[DOCUMENT SEGMENT]
===============
OpenAI CTO Greg Brockman: the last 6 years of progress in AI



Thanks for linking that - hadn’t seen it.

I couldn’t agree more - with both his argument and his conclusions.


Published my thoughts on this talk:

Let’s make hominin AGI because it’s probably 1) safer and 2) faster than the alternative.


You write “Despite the title, there isn’t really an in-depth argument that near-term artificial general intelligence (AGI) is plausible.” But Brockman’s question was “can we rule it out”. He wasn’t trying to prove the pro case, he was asking whether the con case is provable. The reality of the moment is that we cannot prove either case. And the inability to prove something does not make it’s opposite true. So Brockman cannot prove the case for deep learning leading to AGI and similarly it cannot be disproven either.

Like with self-driving vehicles the topic of AGI is one where we can’t even describe the sufficiency criteria so of course we cannot predict future success. Both of these are heavily reliant on emergent phenomena for which we have no good theory and success in both is not solely dependent on the system itself, but also on how a complex and poorly defined environment interact with the system. In situations like this one of the most powerful of the poor predictive tools available is to look at the trend of progress, make some gross evaluation about how far away the goal lies, and extrapolate. But trends are unreliable and the goal state is in truth unknown so any prediction is weak at best.
===============
[RECORDS SUPPLIED]
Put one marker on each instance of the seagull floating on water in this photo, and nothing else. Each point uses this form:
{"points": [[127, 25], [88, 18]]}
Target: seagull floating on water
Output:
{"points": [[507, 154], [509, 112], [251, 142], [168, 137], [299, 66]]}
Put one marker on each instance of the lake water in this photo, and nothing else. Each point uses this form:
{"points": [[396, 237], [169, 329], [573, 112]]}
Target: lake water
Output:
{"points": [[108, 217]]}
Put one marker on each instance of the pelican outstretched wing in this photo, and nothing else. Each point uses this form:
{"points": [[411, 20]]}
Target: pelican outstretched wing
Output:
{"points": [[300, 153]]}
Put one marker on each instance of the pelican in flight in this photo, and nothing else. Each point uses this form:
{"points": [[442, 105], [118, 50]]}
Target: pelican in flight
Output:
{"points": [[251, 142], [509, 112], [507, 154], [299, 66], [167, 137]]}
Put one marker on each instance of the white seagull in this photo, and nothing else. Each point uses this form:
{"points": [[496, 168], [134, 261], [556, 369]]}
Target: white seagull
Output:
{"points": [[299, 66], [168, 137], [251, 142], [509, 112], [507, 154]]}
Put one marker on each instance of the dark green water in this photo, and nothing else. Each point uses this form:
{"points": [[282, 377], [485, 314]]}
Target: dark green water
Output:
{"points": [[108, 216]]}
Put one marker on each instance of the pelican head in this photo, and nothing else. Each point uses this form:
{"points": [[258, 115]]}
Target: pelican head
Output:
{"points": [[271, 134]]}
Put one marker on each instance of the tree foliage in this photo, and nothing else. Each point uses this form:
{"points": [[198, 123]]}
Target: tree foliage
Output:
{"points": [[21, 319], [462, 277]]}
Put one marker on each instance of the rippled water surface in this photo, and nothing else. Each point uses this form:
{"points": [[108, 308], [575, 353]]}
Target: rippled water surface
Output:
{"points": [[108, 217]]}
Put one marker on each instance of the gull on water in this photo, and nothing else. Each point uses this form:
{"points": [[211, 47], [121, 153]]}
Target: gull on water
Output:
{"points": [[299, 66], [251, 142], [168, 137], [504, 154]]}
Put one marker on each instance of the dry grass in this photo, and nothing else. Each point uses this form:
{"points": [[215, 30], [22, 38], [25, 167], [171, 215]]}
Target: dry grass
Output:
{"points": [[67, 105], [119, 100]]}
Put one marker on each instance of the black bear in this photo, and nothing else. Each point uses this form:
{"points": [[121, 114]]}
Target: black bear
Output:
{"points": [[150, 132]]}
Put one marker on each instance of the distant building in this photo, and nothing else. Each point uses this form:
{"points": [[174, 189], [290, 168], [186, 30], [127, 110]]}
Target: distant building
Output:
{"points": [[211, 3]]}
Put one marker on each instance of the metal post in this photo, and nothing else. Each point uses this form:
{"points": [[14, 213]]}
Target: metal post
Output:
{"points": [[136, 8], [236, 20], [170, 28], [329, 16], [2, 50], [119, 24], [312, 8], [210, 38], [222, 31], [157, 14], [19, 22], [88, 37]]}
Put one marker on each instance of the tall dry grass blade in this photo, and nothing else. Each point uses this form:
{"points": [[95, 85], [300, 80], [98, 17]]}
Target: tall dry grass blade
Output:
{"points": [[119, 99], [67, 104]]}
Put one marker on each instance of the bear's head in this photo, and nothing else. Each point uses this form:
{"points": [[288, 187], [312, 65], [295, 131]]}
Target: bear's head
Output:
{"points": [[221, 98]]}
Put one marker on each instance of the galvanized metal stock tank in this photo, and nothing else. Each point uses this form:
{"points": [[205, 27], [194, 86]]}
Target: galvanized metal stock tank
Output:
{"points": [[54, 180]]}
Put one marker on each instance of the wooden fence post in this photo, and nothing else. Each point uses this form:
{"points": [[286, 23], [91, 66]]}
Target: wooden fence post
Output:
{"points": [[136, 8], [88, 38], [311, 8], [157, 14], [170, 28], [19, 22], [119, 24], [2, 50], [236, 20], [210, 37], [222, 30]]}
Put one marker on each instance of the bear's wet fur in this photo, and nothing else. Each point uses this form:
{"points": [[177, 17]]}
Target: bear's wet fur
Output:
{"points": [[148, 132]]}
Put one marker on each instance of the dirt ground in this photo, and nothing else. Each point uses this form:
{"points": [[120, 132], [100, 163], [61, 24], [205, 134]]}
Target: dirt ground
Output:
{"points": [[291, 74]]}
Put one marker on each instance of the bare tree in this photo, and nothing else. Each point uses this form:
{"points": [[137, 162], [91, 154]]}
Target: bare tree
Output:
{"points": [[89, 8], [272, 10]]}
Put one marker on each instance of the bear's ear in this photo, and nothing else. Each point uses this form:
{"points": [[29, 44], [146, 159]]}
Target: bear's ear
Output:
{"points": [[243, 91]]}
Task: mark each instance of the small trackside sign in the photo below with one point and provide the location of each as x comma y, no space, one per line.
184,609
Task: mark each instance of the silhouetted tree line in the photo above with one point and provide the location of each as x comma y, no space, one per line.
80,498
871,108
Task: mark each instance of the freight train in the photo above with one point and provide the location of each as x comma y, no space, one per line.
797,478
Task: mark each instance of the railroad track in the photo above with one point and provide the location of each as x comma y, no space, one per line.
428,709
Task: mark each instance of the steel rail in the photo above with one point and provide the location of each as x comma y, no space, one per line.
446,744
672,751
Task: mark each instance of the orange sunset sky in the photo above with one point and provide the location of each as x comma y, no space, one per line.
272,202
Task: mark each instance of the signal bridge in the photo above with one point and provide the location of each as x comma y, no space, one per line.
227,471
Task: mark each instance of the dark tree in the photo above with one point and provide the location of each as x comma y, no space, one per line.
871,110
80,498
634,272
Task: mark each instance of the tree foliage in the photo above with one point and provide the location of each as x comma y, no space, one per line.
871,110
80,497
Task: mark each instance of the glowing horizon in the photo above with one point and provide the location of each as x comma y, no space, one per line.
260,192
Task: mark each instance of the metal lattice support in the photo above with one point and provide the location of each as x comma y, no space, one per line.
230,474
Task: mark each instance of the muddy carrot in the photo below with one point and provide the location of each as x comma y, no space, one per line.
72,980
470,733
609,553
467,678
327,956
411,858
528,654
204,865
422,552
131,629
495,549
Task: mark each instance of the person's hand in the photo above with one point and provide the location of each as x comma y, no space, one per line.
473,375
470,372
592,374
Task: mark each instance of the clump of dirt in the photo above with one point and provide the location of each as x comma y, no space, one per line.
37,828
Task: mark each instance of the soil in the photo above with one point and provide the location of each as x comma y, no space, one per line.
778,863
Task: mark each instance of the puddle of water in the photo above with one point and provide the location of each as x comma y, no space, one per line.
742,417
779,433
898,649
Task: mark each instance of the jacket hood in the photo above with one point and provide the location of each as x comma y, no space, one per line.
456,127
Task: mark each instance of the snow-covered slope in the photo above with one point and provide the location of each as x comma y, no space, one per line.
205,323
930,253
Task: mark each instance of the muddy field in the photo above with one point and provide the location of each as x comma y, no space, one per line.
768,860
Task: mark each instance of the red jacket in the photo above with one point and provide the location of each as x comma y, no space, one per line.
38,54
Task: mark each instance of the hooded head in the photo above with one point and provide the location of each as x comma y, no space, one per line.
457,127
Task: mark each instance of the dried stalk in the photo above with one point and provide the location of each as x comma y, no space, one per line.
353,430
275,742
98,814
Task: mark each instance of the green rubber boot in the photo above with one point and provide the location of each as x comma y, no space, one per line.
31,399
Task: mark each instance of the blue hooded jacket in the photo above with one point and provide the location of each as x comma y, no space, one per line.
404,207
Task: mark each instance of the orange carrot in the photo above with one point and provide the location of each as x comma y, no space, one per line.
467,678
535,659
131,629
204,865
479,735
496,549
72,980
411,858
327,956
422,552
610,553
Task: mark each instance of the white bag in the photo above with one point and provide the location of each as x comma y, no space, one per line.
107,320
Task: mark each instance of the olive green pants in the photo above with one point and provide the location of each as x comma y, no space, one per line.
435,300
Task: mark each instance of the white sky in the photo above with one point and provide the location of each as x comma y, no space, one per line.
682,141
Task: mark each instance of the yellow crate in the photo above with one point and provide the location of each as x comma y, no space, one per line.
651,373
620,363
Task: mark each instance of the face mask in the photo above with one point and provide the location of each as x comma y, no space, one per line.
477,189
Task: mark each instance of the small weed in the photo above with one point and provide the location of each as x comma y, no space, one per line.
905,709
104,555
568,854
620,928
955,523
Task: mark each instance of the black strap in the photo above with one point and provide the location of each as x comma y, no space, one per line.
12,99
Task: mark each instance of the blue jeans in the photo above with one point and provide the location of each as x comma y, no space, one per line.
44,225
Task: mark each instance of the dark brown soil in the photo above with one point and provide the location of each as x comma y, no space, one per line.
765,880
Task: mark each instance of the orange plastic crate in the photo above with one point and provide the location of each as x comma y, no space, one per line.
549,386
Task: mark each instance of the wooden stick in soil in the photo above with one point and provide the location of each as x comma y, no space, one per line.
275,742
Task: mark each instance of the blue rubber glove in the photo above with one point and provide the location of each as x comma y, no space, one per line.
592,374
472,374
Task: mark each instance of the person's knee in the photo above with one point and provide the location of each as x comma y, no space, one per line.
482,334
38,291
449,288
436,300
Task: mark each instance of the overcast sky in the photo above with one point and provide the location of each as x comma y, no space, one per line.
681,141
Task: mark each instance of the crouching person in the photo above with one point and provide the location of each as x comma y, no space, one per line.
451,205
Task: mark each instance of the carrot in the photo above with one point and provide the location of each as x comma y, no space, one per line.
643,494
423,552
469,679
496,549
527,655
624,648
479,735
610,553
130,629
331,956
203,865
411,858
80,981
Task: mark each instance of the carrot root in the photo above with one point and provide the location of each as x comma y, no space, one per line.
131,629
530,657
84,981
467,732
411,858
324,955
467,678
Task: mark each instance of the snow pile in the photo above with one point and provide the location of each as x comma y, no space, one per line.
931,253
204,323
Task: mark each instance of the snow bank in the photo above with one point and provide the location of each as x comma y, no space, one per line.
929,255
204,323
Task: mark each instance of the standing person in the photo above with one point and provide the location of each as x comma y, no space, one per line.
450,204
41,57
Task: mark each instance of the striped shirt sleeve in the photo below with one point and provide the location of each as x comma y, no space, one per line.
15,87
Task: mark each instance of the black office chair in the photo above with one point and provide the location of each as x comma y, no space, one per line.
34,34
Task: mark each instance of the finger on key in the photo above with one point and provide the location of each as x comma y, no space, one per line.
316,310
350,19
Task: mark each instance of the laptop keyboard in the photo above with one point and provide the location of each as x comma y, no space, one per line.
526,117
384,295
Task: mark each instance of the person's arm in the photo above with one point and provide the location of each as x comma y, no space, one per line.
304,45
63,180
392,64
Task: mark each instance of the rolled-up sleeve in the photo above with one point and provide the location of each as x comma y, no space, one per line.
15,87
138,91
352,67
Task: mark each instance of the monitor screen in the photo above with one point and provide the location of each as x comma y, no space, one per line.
===============
[TASK SET]
A – Quote the AGI thread between "OpenAI CTO Greg" and "than the alternative.", inclusive.
B – Decide whether each statement agrees with the AGI thread. Answer yes or no, and quote the words of the thread that decide it.
(i) The last reply says Brockman was trying to prove that near-term AGI is plausible.
(ii) The last reply compares AGI to self-driving vehicles.
(iii) The last reply says trends of progress are reliable.
C – Write what follows the final sentence of the thread about Brockman's talk on AI progress.

[RESULTS]
A –
OpenAI CTO Greg Brockman: the last 6 years of progress in AI



Thanks for linking that - hadn’t seen it.

I couldn’t agree more - with both his argument and his conclusions.


Published my thoughts on this talk:

Let’s make hominin AGI because it’s probably 1) safer and 2) faster than the alternative.

B –
(i) No: "He wasn’t trying to prove the pro case, he was asking whether the con case is provable."
(ii) Yes: "Like with self-driving vehicles the topic of AGI is one where we can’t even describe the sufficiency criteria"
(iii) No: "But trends are unreliable and the goal state is in truth unknown"

C –
NNs have recently brought us dramatic new capabilities. Outside of NNs AGI progress has been comparatively slow and is comparatively mature. NNs do not illuminate the already mature non-NN AGI approaches; those approaches continue to proceed at their own pace. If something has changed recently, or will change soon, which makes AGI more achievable then there’s a good chance that it will be advances in NNs and not a coincident but unrelated advance in some other area. One implication of this straightforward calculation is that the best use of resources right now is to investigate how the new NN capabilities impact the feasibility of AGI.

I’m also very excited about Neuralink and related work. I wish it received much more emphasis than it does. But the nature of that technology probably precludes it from making any great contribution to AGI development until after high bandwidth direct brain interfaces are available to researchers. That is something which probably lies several years in the future at a minimum. In the meantime there are many, many exciting avenues to explore with new NN technologies.


He didn’t really talk about AGI much at all — not even the question about whether the con case is provable. The talk was almost all about non-AGI stuff. AGI/the future of AI was mentioned in, what, one slide? Still a good talk, but I felt the title was a misnomer. I want to hear about the new ideas for solving reasoning, etc.!

I also thought the point about exponentially increasing computing power used for training runs could have been developed more. If exponentially more computing power is used to gain only incremental performance increases, i.e. if there are steeply diminishing returns, that’s actually a reason to be pessimistic about AI progress. At some point the computing power requirements of the next incremental gain will outstrip the planet’s supply of semiconductors. I don’t necessarily believe this is the case, but it’s a possibility that is compatible with the data Brockman presented.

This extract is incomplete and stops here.